- _PROMPT_
Count the lines in the listing below that contain the string "light". Reply with the number only.

- _EXERCISE INPUTS_
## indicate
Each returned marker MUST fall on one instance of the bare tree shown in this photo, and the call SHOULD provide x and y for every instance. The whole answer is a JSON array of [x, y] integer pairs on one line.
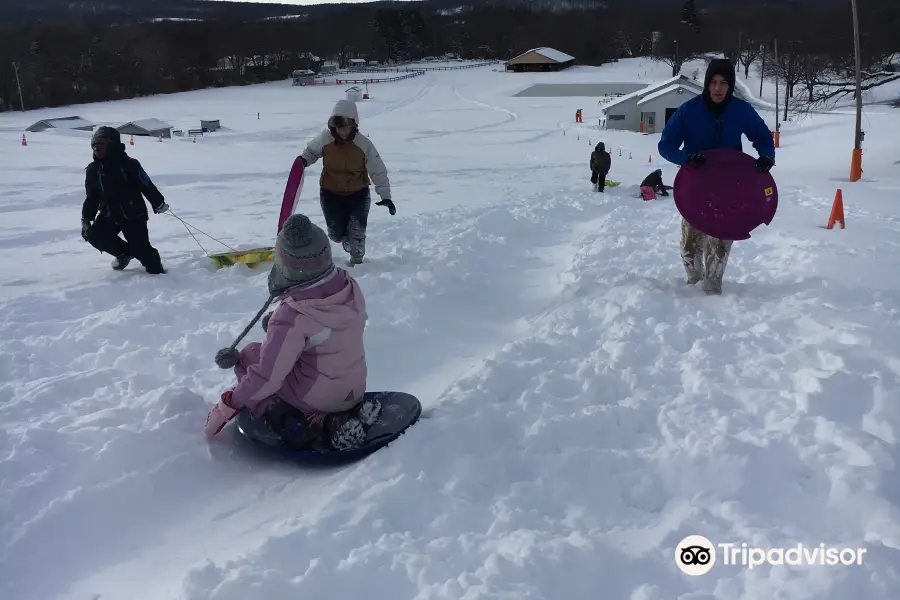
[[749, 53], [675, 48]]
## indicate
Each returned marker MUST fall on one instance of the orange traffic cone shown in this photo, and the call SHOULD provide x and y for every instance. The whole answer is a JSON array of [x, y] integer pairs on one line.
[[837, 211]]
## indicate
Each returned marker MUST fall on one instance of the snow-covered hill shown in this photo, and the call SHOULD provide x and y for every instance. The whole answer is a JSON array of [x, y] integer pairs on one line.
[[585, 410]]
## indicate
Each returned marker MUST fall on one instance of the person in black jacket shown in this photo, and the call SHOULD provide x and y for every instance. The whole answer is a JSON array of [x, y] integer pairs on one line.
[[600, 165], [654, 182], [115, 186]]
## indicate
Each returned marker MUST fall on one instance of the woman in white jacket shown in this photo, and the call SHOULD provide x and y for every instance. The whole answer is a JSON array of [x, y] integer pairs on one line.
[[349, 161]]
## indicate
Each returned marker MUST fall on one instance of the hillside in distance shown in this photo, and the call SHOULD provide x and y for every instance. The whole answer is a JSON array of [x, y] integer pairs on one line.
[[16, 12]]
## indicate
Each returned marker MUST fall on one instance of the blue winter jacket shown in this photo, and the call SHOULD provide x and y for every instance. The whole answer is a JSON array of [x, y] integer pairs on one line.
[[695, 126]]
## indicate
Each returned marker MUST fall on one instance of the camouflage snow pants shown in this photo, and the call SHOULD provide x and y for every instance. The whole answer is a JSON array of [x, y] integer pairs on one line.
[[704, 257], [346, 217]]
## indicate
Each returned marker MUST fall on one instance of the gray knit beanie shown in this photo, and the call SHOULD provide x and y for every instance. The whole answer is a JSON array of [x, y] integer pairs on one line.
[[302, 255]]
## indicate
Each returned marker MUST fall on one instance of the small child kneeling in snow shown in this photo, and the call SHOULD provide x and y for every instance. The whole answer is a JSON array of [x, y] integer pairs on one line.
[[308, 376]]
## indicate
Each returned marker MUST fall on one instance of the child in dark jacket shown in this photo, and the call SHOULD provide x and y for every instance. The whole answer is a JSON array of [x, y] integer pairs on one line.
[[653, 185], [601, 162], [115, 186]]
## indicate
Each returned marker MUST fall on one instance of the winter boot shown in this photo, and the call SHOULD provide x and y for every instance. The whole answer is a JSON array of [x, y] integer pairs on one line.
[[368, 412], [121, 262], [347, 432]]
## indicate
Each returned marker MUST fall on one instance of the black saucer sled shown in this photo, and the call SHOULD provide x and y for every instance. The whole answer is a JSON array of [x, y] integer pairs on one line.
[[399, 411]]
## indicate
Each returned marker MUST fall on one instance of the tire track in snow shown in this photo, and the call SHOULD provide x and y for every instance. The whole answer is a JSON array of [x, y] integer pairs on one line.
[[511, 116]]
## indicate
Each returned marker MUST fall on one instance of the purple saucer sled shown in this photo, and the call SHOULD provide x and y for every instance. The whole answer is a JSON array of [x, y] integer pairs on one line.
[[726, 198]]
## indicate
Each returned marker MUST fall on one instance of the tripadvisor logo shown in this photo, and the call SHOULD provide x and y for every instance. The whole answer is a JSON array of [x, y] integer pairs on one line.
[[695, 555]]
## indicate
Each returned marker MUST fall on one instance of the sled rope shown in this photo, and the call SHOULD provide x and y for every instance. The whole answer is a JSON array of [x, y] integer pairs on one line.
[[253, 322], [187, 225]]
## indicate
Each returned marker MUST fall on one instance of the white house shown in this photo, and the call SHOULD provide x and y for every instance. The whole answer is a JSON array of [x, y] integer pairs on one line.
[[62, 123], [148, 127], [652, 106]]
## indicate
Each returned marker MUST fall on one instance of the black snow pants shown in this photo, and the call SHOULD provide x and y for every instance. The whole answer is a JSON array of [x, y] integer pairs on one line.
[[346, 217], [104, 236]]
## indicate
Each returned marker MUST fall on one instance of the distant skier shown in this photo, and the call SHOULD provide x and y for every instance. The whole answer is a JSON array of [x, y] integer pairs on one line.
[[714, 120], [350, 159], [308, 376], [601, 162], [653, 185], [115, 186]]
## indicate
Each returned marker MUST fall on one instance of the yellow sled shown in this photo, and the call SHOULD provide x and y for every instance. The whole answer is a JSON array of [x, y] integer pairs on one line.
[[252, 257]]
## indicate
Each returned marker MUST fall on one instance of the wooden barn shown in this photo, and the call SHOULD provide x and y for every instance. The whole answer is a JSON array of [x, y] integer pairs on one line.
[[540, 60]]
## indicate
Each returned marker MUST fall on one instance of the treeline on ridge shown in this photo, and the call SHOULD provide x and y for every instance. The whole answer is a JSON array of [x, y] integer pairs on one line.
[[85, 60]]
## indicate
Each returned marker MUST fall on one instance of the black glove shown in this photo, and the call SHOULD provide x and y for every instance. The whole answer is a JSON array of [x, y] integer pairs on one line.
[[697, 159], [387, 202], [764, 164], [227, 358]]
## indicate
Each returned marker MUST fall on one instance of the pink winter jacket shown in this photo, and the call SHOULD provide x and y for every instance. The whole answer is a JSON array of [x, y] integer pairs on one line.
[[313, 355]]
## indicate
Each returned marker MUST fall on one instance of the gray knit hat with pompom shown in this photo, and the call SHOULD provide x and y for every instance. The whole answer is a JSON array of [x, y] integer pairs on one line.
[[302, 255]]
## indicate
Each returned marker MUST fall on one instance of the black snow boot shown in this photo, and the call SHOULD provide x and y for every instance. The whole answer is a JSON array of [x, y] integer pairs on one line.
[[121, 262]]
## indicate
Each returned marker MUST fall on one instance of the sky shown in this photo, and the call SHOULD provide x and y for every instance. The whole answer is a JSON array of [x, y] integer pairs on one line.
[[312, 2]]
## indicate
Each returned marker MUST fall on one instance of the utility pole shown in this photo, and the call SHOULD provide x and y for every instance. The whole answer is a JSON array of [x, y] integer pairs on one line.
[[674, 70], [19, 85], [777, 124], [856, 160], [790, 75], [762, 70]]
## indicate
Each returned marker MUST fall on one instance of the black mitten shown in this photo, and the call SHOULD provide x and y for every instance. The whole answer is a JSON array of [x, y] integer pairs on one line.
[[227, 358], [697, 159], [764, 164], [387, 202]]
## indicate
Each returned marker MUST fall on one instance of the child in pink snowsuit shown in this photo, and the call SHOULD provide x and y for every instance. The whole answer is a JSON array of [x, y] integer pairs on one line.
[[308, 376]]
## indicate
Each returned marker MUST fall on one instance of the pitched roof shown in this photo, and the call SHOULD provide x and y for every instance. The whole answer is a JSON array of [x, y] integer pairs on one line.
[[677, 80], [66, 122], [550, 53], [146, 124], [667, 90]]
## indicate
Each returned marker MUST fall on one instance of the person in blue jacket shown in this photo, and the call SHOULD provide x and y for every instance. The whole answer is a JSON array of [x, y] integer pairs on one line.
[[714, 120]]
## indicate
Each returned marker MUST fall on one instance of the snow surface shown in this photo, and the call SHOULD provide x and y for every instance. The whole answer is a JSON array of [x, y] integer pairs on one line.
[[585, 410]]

* * *

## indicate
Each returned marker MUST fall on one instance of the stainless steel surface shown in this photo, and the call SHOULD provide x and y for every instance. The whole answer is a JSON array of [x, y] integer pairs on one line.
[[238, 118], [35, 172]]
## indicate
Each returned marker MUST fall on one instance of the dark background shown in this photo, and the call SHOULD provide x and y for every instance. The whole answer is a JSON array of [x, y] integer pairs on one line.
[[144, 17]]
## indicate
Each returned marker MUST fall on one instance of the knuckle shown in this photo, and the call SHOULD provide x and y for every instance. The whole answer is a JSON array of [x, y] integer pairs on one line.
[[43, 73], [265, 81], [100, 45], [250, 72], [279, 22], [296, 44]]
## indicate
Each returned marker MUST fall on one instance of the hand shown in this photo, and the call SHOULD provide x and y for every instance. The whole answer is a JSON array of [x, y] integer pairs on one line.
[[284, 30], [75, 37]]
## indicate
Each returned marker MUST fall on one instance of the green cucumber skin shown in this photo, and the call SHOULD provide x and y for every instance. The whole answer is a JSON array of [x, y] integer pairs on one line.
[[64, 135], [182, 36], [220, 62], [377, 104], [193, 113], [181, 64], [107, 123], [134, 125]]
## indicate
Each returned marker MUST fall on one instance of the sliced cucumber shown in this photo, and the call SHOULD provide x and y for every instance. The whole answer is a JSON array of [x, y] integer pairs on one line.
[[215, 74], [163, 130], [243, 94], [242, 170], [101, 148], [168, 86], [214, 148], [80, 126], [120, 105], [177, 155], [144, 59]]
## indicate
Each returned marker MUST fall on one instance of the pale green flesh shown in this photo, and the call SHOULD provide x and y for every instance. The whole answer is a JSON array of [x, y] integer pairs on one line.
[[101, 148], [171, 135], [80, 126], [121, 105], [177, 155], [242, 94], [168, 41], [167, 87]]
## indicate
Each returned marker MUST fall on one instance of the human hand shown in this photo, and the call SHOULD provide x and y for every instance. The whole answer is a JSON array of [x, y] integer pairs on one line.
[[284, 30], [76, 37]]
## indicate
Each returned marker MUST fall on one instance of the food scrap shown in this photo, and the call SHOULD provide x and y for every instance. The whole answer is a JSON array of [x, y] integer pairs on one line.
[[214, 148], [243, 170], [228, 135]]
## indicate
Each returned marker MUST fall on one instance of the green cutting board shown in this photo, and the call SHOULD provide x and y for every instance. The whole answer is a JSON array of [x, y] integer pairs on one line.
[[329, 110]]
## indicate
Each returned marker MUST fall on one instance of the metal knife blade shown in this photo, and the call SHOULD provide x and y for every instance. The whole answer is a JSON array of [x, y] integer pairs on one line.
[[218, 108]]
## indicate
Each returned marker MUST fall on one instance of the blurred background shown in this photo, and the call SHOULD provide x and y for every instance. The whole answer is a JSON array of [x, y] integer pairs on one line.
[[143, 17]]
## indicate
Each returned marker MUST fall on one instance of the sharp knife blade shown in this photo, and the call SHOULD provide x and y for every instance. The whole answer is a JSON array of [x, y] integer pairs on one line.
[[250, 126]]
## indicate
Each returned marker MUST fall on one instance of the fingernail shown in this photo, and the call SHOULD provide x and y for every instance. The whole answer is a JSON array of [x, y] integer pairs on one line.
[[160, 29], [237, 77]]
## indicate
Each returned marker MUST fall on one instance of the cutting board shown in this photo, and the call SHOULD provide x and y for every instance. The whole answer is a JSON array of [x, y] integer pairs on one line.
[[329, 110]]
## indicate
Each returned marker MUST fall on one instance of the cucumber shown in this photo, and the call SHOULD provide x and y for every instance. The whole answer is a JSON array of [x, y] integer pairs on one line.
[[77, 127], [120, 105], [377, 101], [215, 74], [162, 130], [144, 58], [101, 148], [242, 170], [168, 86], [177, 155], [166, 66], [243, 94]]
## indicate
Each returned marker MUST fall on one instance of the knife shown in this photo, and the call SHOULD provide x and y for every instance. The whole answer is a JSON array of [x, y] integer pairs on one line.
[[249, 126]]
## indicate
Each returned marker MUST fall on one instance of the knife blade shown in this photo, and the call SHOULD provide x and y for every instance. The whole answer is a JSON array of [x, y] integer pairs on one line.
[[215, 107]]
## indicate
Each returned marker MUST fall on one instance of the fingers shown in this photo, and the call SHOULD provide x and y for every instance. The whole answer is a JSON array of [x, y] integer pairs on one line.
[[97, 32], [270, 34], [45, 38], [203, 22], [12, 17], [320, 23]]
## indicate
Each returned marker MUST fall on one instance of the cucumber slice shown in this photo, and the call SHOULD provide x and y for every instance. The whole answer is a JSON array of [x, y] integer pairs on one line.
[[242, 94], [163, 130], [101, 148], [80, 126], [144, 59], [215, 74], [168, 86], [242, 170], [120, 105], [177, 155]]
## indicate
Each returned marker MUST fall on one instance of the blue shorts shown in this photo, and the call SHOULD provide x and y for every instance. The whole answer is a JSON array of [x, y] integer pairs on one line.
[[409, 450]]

---

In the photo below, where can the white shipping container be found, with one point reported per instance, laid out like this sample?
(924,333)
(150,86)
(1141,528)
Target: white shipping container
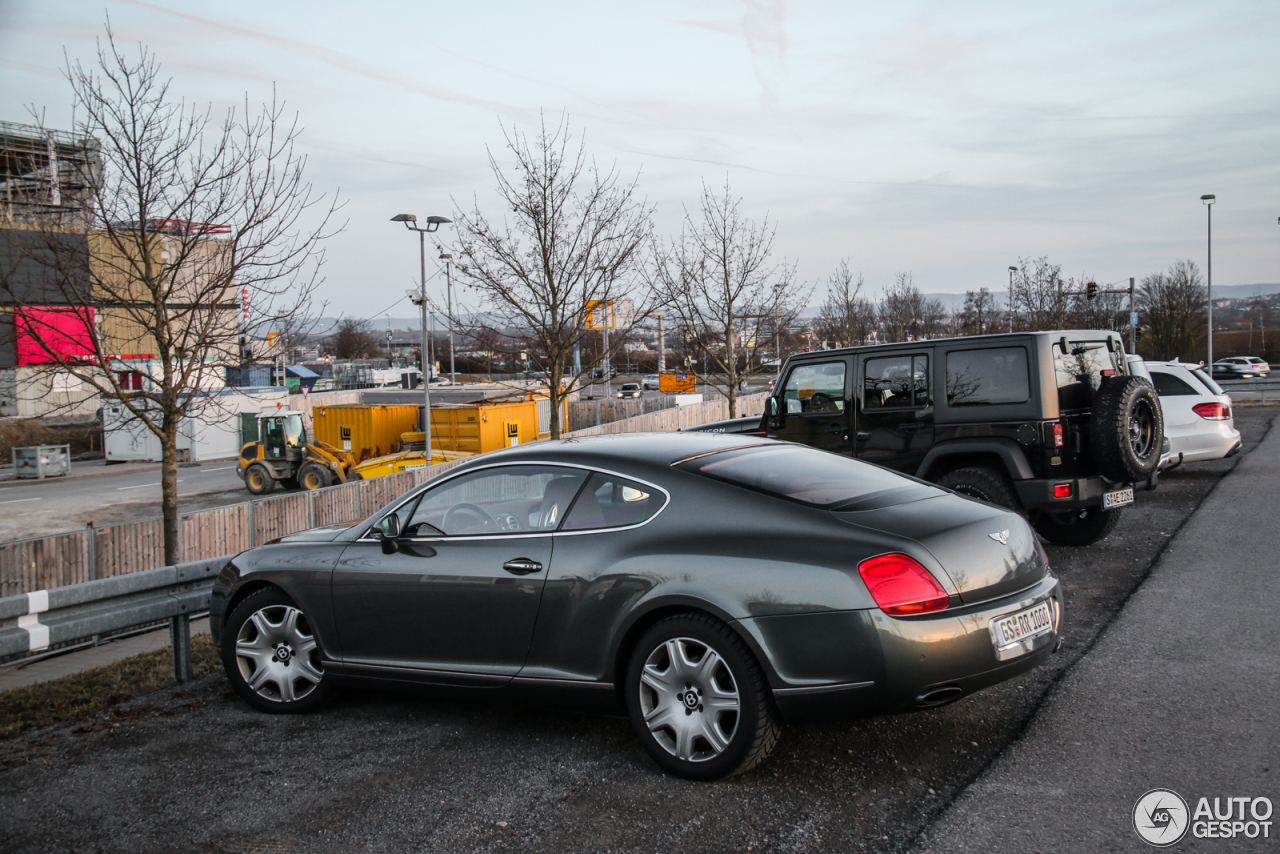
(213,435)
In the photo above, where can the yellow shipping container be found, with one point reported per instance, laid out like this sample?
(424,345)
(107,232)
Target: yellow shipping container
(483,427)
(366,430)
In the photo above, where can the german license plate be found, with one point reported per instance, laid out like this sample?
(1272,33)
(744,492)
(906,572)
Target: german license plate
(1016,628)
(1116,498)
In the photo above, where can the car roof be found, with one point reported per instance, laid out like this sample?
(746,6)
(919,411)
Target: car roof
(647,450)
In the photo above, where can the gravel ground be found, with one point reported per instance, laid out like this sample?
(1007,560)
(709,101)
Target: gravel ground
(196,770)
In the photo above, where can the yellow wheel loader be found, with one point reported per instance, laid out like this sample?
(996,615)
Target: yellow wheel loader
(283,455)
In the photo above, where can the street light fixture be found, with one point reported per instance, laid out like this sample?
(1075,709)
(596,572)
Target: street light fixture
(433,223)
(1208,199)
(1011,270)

- _SOLUTION BELOW_
2